*RECORDS TO USE*

==========

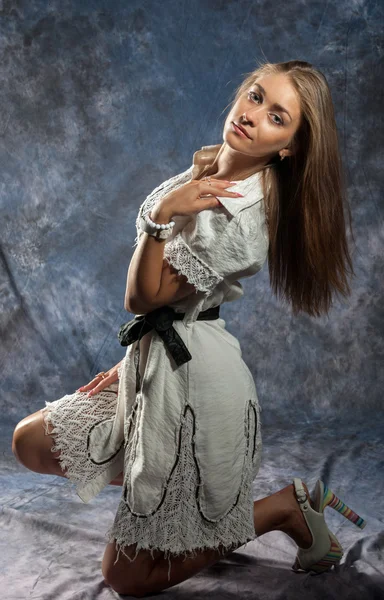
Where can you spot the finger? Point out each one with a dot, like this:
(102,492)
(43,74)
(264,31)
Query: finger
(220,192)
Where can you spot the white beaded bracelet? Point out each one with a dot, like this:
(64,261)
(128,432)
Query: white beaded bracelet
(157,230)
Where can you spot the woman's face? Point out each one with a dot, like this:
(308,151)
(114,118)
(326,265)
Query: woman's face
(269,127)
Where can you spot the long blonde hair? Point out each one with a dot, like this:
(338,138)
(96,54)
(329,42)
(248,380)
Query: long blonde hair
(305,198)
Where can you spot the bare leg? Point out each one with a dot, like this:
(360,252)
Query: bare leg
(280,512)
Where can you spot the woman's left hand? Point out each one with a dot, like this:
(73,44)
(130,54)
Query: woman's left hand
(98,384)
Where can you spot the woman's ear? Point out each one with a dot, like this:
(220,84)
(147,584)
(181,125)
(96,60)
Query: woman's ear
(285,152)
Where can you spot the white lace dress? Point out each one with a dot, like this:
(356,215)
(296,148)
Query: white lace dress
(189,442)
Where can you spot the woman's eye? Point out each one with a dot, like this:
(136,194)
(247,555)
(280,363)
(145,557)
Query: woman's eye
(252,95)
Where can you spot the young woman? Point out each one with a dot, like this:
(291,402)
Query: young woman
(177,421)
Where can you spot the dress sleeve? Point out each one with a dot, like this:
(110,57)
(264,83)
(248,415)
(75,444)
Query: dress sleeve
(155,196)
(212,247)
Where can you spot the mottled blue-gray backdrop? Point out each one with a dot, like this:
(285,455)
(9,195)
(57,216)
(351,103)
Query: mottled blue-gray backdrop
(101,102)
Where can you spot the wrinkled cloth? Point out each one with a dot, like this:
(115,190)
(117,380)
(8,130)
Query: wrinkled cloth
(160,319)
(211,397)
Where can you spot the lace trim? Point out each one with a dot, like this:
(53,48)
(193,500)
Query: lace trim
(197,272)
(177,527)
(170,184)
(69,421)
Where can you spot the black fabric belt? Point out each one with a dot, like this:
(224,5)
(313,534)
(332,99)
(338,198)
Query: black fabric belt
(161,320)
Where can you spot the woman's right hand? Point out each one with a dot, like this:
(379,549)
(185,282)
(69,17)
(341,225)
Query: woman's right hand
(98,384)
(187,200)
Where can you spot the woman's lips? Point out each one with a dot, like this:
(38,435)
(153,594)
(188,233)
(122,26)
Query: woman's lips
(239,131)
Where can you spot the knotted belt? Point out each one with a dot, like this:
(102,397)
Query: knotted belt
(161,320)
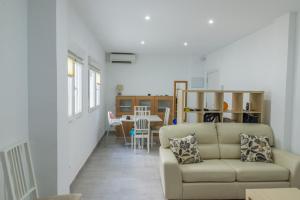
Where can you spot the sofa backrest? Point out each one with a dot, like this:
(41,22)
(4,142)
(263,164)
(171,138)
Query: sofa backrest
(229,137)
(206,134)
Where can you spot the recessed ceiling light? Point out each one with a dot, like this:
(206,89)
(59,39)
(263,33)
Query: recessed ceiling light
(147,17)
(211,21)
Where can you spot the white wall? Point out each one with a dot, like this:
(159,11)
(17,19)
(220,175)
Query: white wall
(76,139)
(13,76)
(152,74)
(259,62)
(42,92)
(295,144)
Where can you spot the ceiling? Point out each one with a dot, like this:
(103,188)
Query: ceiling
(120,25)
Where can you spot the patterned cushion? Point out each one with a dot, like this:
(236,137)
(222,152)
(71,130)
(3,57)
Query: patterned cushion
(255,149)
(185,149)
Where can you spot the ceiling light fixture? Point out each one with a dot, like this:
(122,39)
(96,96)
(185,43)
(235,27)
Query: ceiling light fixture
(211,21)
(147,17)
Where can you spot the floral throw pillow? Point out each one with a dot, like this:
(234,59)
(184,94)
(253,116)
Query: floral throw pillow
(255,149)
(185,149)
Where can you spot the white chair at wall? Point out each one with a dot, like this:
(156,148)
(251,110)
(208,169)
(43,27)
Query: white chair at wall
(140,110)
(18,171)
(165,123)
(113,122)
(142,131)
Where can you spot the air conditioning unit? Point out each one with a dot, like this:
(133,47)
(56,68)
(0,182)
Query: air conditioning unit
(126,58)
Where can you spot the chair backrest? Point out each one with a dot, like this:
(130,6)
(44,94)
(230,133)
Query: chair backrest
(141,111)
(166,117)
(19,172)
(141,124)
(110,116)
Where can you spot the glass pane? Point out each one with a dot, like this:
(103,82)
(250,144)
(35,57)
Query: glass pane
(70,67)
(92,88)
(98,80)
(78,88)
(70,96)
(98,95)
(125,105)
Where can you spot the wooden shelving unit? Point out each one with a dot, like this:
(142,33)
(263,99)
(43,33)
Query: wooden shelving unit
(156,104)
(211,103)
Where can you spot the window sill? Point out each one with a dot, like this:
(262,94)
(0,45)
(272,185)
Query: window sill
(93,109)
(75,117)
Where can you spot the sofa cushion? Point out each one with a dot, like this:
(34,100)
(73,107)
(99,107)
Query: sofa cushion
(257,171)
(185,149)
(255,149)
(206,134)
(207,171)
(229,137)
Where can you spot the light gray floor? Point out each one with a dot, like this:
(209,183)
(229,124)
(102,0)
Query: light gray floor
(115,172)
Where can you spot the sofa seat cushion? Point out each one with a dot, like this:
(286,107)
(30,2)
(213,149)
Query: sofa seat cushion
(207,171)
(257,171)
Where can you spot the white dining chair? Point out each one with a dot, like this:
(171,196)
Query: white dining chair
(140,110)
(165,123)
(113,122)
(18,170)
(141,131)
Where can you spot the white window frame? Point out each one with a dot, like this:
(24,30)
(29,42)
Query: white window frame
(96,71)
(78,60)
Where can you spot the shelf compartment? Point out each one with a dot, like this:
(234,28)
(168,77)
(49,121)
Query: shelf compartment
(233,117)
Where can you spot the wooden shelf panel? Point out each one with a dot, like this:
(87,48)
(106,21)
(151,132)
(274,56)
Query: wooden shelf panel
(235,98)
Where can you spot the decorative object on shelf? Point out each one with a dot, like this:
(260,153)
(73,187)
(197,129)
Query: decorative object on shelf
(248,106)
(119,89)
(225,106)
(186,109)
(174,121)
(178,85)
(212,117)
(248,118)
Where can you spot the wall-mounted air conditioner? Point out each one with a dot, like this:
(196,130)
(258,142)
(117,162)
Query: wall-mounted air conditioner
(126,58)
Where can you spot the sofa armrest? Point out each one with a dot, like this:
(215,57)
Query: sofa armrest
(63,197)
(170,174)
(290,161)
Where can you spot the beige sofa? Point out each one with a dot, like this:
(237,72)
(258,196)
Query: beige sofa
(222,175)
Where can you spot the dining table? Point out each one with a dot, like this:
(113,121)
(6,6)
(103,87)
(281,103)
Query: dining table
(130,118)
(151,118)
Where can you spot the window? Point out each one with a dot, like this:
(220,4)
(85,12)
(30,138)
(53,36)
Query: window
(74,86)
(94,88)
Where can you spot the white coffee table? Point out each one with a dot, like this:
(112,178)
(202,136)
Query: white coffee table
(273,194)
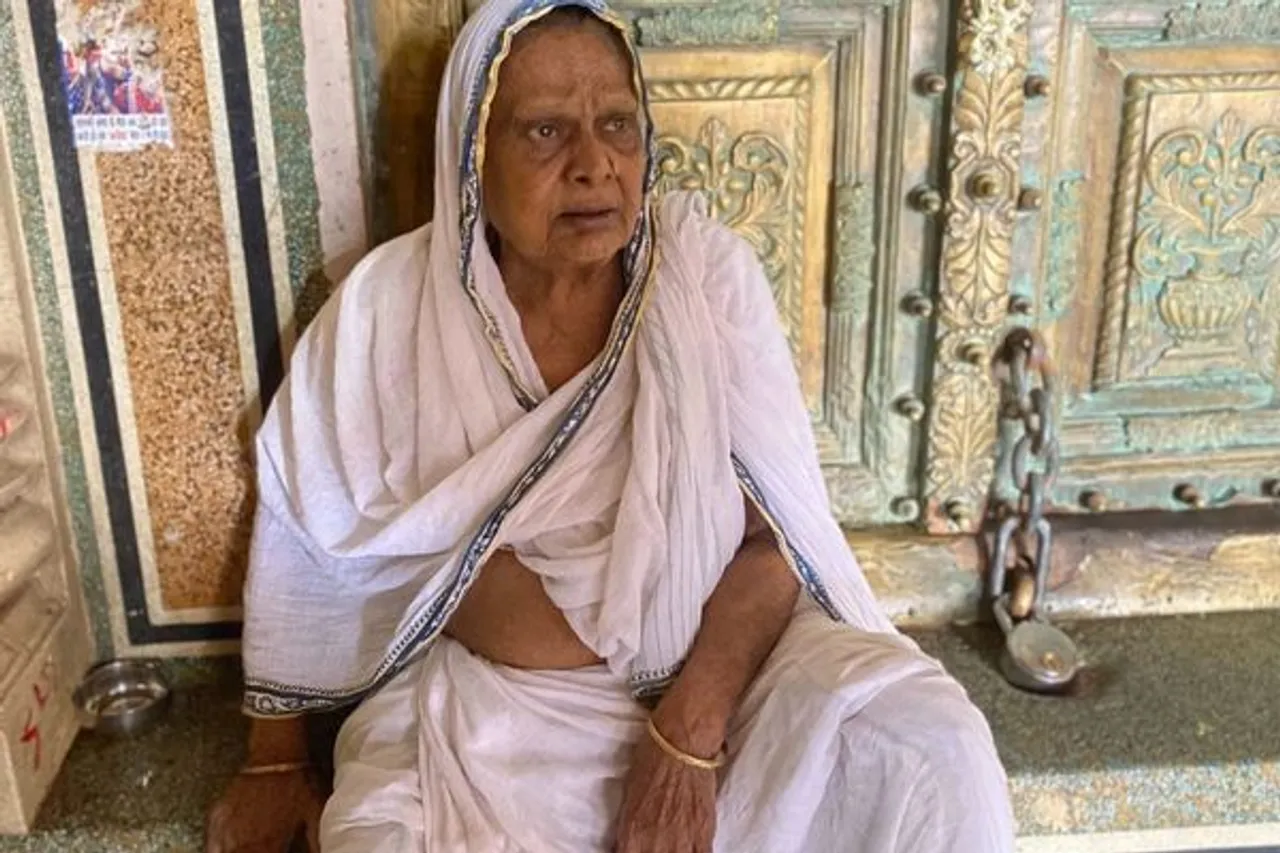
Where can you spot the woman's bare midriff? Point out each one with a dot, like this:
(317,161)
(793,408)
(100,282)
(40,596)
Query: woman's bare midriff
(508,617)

==========

*SET PROBLEM*
Reproduce each entry precisely, dropping only the pictures.

*FINAL RESULT*
Where can you spot the finger? Point out each one with a dot, like this:
(102,492)
(43,74)
(264,31)
Query: finger
(220,192)
Where can you spot the white beaded bracelet? Point out each one with a dot, like this:
(64,261)
(128,432)
Query: white beaded bracelet
(157,230)
Where can you spot the woman's face? Point out each one with a dot, like this:
(308,151)
(114,118)
(326,265)
Query: woman's face
(269,127)
Where can you spot the long blonde hair? Point out each one with a dot, like this:
(338,138)
(96,54)
(329,42)
(248,380)
Query: long blonde hair
(305,198)
Where can you spot the bare leg? Point out each one with a dot, like this:
(360,252)
Query: bare leg
(280,512)
Where can you spot the woman's left hand? Point out each one with a dot, like this:
(73,44)
(130,54)
Query: woman's left hand
(98,384)
Where can you spot the woman's ear? Point out each one with a dot, like this:
(220,84)
(147,584)
(181,125)
(96,60)
Query: woman's ear
(285,152)
Where can you spot the white lace dress? Point out each one with a dot, like this:
(356,215)
(296,148)
Query: white lace dress
(189,442)
Where can you spot the woman's eye? Point out each one with a dot, like this:
(136,194)
(247,555)
(280,363)
(145,557)
Query: woman's eye
(252,95)
Where can you spot the young woman? Point out each one with a dot, like this:
(291,402)
Query: young woman
(177,421)
Where can you spot the dress sleeve? Point out each one with a dot, like this:
(110,57)
(264,83)
(248,415)
(75,444)
Query: dress sleeve
(155,196)
(212,247)
Where can you spot the mottled blue-gray backdrop? Point out each one with a dot, like this:
(285,455)
(9,195)
(57,216)
(351,103)
Query: mottled blue-gray backdrop
(101,102)
Where can you spot the wrinkled cloth? Point out each one with a dot, like this:
(115,190)
(117,380)
(8,130)
Query: wrinkled cloth
(160,319)
(211,397)
Where can you spot the lace trim? Point out each one with a dot, like this:
(53,48)
(193,500)
Query: lace trim
(197,272)
(177,527)
(170,184)
(69,421)
Where can you spot the black fabric belt? Point out each one with a dot, like this:
(224,5)
(313,534)
(332,99)
(338,198)
Query: black fabric belt
(161,320)
Where can you spot the woman's right hand? Point out each one with a dot, like this:
(379,549)
(185,282)
(69,17)
(341,225)
Query: woman's right hand
(98,384)
(187,200)
Where can you spot the woman's lips? Point out each one with a dot, like this:
(38,435)
(153,594)
(188,233)
(122,26)
Query: woman's lips
(239,131)
Where can you spot the knotted belt? Point out each one with a dot, like this:
(102,397)
Query: knotted belt
(161,320)
Where can you spot the sofa backrest? Point out each one with a dot, like this:
(41,22)
(4,142)
(263,164)
(171,138)
Query: sofa backrest
(229,137)
(206,134)
Where can you spot the recessed ceiling light? Point out each one with a dot, like this:
(206,89)
(59,39)
(263,33)
Query: recessed ceiling light
(147,17)
(211,21)
Where can you spot the white wall? Point out each one with a dot, like this:
(159,11)
(17,19)
(220,175)
Query: white wall
(76,139)
(13,76)
(152,74)
(259,62)
(42,92)
(295,144)
Where can you spot the ceiling? Point out each one with a dot, like this:
(103,188)
Query: ceiling
(120,25)
Where can you spot the patterned cushion? Point out each one with a dot, like this:
(236,137)
(222,152)
(71,130)
(3,57)
Query: patterned cushion
(255,149)
(185,149)
Where can you spot the ceiling light fixture? Point out each one with a dot, like this:
(122,39)
(96,96)
(185,43)
(235,27)
Query: ceiling light fixture
(211,21)
(147,17)
Where can you spot the floral throw pillow? Point out each one with a dot, like this:
(234,59)
(184,94)
(253,116)
Query: floral throw pillow
(255,149)
(185,149)
Where can you spot the white chair at wall? Point out each one with a dot, like this:
(156,148)
(251,110)
(208,169)
(43,27)
Query: white chair at wall
(140,110)
(18,171)
(165,123)
(113,122)
(142,131)
Where can you spot the air conditioning unit? Point out each one with a dot, like this:
(133,47)
(56,68)
(0,182)
Query: air conditioning unit
(126,58)
Where can you spot the chair backrest? Point out each one with a dot, like this:
(130,6)
(44,94)
(230,133)
Query: chair backrest
(141,111)
(166,117)
(19,172)
(141,124)
(110,116)
Where can you spot the glass pane? Point out each one with a dot, like this:
(103,82)
(250,144)
(35,57)
Query: glass pane
(70,67)
(92,88)
(98,80)
(78,88)
(70,96)
(98,95)
(125,105)
Where can you spot the wooden shelving unit? Point out each one with a dot, like this:
(142,33)
(263,99)
(43,33)
Query: wooden shelving unit
(156,104)
(211,103)
Where can you spot the window sill? Point out each one with a dot, like this:
(262,94)
(0,45)
(272,185)
Query: window sill
(93,109)
(75,117)
Where can you spot the sofa cushion? Point out each one with a dot, like this:
(34,100)
(73,107)
(99,107)
Query: sofa cushion
(257,171)
(185,149)
(255,149)
(206,134)
(207,171)
(229,137)
Where can you spot the light gray floor? Point out each one with a dot, like this:
(209,183)
(229,124)
(102,0)
Query: light gray floor
(115,172)
Where can you spot the sofa seat cushion? Point out each one with a dot, like this:
(286,107)
(30,2)
(213,149)
Query: sofa seat cushion
(207,171)
(257,171)
Where can you spot the white dining chair? Point out each one with a dot, like this:
(171,196)
Query: white dining chair
(140,110)
(165,123)
(113,122)
(18,170)
(141,131)
Where can you spot the white window frame? Point out each one with a dot, like this:
(24,30)
(29,42)
Query: white window frame
(96,71)
(78,60)
Where can you spot the shelf compartment? Point out each one with a dot, like this:
(234,28)
(168,77)
(49,121)
Query: shelf compartment
(233,117)
Where can you spot the wooden shelf panel? Point out each one with a dot, like this:
(87,48)
(106,21)
(151,132)
(274,56)
Query: wooden shelf panel
(235,98)
Where can you spot the decorative object on shelf? Point out each one with a dot, like this:
(260,153)
(73,187)
(197,129)
Query: decorative object on shelf
(248,106)
(119,89)
(225,106)
(186,109)
(174,121)
(178,85)
(212,117)
(248,118)
Where can you spot the wall-mounted air conditioner? Point out each one with a dot, like this:
(196,130)
(258,142)
(117,162)
Query: wall-mounted air conditioner
(126,58)
Where can you spot the sofa armrest? Point out each one with a dot, like this:
(215,57)
Query: sofa armrest
(63,197)
(170,174)
(290,161)
Where can you spot the beige sofa? Point out each one with a dot, like this:
(237,72)
(258,196)
Query: beige sofa
(222,175)
Where can you spot the dining table? Point out each one with a dot, like this:
(113,121)
(6,6)
(103,87)
(281,103)
Query: dining table
(130,118)
(151,118)
Where can you spot the window? Point out each one with a dot, like this:
(220,4)
(85,12)
(30,138)
(53,36)
Query: window
(74,86)
(94,88)
Where can you spot the white coffee table? Point out each one with a dot, like this:
(112,178)
(202,136)
Query: white coffee table
(273,194)
Where can you spot the woman's bare midriff? Point out each one with a dot, like this:
(317,161)
(793,408)
(100,282)
(40,596)
Query: woman's bare midriff
(508,617)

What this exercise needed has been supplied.